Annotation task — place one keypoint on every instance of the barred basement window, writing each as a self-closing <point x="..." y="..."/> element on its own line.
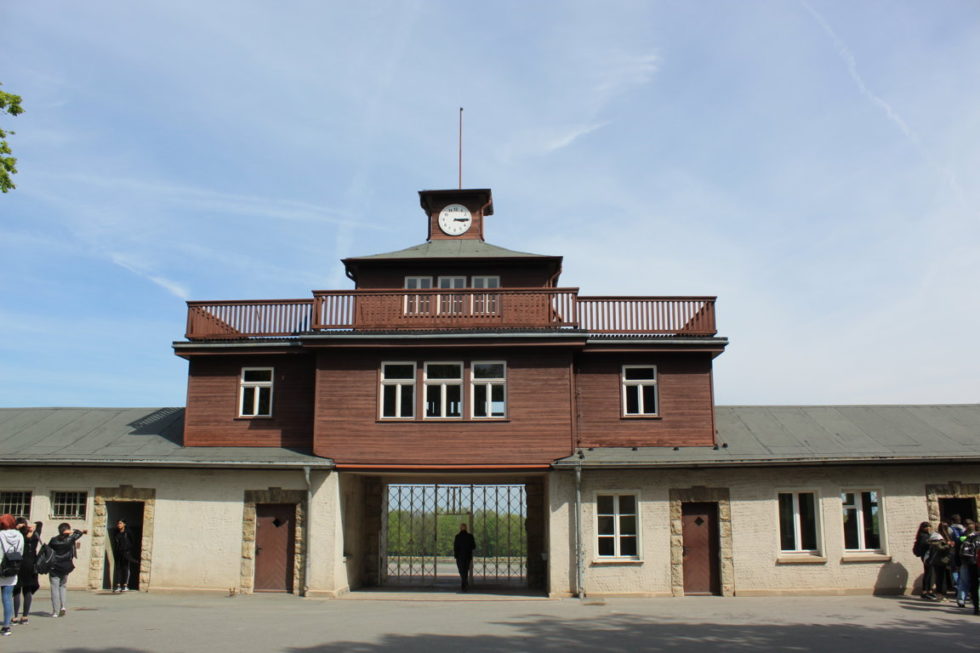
<point x="17" y="504"/>
<point x="862" y="520"/>
<point x="617" y="528"/>
<point x="256" y="392"/>
<point x="68" y="505"/>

- - - - -

#### The task
Rewrite the lines above, putting "cellar" wherever "basement" appears and changing nothing else. Omit the picture from your answer.

#### Problem solution
Annotation task — place one keypoint on every instance of the barred cellar window, writing each as a self-closing <point x="..." y="..."/> element on its own line.
<point x="17" y="504"/>
<point x="862" y="520"/>
<point x="617" y="528"/>
<point x="256" y="392"/>
<point x="68" y="505"/>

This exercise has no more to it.